Entries taken from a collection
:::::
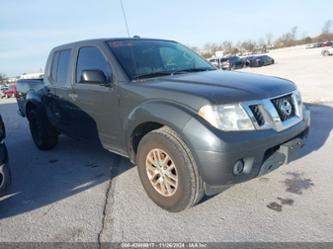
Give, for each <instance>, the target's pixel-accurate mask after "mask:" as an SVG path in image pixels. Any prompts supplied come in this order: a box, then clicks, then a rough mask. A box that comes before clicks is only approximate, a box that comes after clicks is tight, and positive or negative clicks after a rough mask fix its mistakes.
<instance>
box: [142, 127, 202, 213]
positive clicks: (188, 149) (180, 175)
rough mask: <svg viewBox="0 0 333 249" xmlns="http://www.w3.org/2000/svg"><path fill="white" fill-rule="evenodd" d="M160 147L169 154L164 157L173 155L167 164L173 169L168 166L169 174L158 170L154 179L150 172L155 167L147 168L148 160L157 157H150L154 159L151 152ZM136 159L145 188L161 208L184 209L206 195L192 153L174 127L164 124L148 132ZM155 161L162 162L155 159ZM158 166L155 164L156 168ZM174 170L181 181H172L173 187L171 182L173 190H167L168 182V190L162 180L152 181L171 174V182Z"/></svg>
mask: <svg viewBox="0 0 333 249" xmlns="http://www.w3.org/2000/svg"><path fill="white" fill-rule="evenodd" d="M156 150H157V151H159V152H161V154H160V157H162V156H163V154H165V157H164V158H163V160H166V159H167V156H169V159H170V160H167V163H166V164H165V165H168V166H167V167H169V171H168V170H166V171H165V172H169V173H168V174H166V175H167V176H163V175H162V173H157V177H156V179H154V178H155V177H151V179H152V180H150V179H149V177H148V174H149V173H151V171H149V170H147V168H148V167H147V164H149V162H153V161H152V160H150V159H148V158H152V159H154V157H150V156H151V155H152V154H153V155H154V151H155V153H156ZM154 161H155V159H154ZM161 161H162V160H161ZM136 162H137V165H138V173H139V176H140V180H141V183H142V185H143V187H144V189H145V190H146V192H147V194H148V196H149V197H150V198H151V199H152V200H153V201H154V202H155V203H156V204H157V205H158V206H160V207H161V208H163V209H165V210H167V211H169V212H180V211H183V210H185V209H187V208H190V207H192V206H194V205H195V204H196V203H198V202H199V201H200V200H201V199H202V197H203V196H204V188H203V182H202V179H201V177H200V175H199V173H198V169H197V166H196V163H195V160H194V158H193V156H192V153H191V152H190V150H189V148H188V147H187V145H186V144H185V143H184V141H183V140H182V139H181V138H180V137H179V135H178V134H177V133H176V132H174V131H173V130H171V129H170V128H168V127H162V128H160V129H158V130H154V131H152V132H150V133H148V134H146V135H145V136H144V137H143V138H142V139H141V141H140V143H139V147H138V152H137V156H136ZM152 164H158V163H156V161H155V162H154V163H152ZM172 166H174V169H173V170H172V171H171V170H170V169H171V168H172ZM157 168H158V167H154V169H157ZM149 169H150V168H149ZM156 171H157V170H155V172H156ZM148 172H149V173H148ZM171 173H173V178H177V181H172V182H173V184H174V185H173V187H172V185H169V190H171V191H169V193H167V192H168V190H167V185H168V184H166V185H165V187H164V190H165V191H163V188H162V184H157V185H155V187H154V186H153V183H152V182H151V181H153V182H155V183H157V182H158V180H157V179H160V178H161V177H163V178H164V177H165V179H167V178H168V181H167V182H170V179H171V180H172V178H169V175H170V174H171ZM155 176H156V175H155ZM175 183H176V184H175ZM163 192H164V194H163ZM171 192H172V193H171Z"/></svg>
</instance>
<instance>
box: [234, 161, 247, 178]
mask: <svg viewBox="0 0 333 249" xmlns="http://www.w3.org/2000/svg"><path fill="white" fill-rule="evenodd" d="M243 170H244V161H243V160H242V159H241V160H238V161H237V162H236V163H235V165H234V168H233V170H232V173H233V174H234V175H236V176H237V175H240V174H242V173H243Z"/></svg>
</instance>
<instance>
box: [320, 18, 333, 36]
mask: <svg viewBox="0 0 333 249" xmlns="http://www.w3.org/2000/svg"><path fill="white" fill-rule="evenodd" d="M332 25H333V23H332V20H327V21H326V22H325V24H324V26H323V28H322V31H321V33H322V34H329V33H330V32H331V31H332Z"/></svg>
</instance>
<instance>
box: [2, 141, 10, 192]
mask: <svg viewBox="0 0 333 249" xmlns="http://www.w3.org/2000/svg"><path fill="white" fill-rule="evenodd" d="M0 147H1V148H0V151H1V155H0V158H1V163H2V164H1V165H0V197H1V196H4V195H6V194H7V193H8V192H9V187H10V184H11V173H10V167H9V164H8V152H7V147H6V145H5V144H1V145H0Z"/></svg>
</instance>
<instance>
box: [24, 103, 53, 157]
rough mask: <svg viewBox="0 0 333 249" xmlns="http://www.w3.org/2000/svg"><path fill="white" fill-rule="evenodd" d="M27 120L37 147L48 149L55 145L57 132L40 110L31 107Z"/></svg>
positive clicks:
:::::
> **WORK TO COMPLETE**
Reproduce every line above word for word; no images.

> **RESULT**
Give, for each <instance>, the target's pixel-accurate mask after "mask:" as an SVG path in image pixels. Any prompts supplied come in this order: a box, then clicks, then a rough mask. A box that comes before clicks is only approximate, a box that comes after clicks is tight, and positive or negative clicks after a rough mask fix its mistakes.
<instance>
box: [142, 127, 202, 213]
positive clicks: (188, 149) (180, 175)
rough mask: <svg viewBox="0 0 333 249" xmlns="http://www.w3.org/2000/svg"><path fill="white" fill-rule="evenodd" d="M160 147L169 154L164 157L173 155L167 164L173 169L168 166L169 174L158 170L154 179L150 172L155 167L147 168L148 160L157 157H150L154 159L151 152ZM136 159L145 188L161 208L184 209L206 195L192 153L174 127L164 124L148 132ZM155 161L162 162L155 159ZM158 166L155 164L156 168ZM174 170L181 181H172L173 187L171 182L173 190H167L168 182V190L162 180L152 181L171 174V182Z"/></svg>
mask: <svg viewBox="0 0 333 249" xmlns="http://www.w3.org/2000/svg"><path fill="white" fill-rule="evenodd" d="M156 150H157V151H159V152H161V154H160V157H162V156H163V154H165V157H164V158H163V160H166V159H167V156H169V159H170V160H167V163H166V164H165V165H168V166H167V167H169V171H168V170H166V171H165V172H169V173H168V174H166V175H167V176H163V175H162V173H157V177H156V179H154V178H155V177H151V179H152V180H150V179H149V177H148V174H149V173H151V171H149V170H147V168H148V167H147V164H149V162H153V161H152V160H150V159H148V158H152V159H154V157H150V156H151V155H152V154H153V155H154V151H155V153H156ZM154 161H155V159H154ZM161 161H162V160H161ZM136 162H137V165H138V173H139V176H140V180H141V183H142V185H143V187H144V189H145V190H146V192H147V194H148V196H149V197H150V198H151V199H152V200H153V201H154V202H155V203H156V204H157V205H158V206H160V207H161V208H163V209H165V210H167V211H169V212H180V211H183V210H185V209H187V208H190V207H192V206H194V205H195V204H196V203H198V202H199V201H200V200H201V199H202V197H203V196H204V188H203V182H202V179H201V177H200V175H199V173H198V169H197V166H196V163H195V160H194V158H193V156H192V153H191V152H190V150H189V148H188V147H187V145H186V144H185V143H184V141H183V140H182V139H181V138H180V137H179V135H178V134H177V133H176V132H174V131H173V130H171V129H170V128H168V127H162V128H160V129H158V130H154V131H152V132H150V133H148V134H146V135H145V136H144V137H143V138H142V139H141V141H140V143H139V147H138V152H137V156H136ZM152 164H158V163H156V161H155V162H154V163H152ZM172 166H174V169H173V170H172V171H171V170H170V169H171V168H172ZM157 168H158V167H154V169H157ZM149 169H150V168H149ZM156 171H157V170H155V172H156ZM148 172H149V173H148ZM171 173H173V178H177V181H172V182H173V184H174V185H173V187H172V185H169V190H171V191H169V193H167V192H168V190H167V185H168V184H166V185H165V187H164V190H165V191H163V188H162V184H157V185H155V187H154V186H153V183H152V182H151V181H153V182H155V183H157V182H158V180H157V179H160V178H161V177H163V178H164V177H165V179H167V178H168V181H167V182H170V179H171V180H172V178H169V175H170V174H171ZM155 176H156V175H155ZM175 183H176V184H175ZM163 192H164V194H163ZM171 192H172V193H171Z"/></svg>
</instance>
<instance>
box: [234, 161, 247, 178]
mask: <svg viewBox="0 0 333 249" xmlns="http://www.w3.org/2000/svg"><path fill="white" fill-rule="evenodd" d="M243 170H244V161H243V160H242V159H241V160H238V161H237V162H236V163H235V165H234V168H233V170H232V173H233V174H234V175H236V176H237V175H240V174H242V173H243Z"/></svg>
</instance>
<instance>
box: [320, 18, 333, 36]
mask: <svg viewBox="0 0 333 249" xmlns="http://www.w3.org/2000/svg"><path fill="white" fill-rule="evenodd" d="M332 25H333V23H332V20H327V21H326V22H325V24H324V26H323V28H322V31H321V33H322V34H329V33H330V32H331V31H332Z"/></svg>
</instance>
<instance>
box: [2, 141, 10, 192]
mask: <svg viewBox="0 0 333 249" xmlns="http://www.w3.org/2000/svg"><path fill="white" fill-rule="evenodd" d="M0 147H1V148H0V151H1V155H0V158H1V163H2V164H1V165H0V197H1V196H4V195H6V194H7V193H8V192H9V187H10V184H11V173H10V167H9V164H8V152H7V147H6V145H5V144H1V145H0Z"/></svg>
</instance>
<instance>
box: [24, 103, 53, 157]
rough mask: <svg viewBox="0 0 333 249" xmlns="http://www.w3.org/2000/svg"><path fill="white" fill-rule="evenodd" d="M27 120L37 147L48 149L55 145L57 132L40 110L31 107Z"/></svg>
positive clicks:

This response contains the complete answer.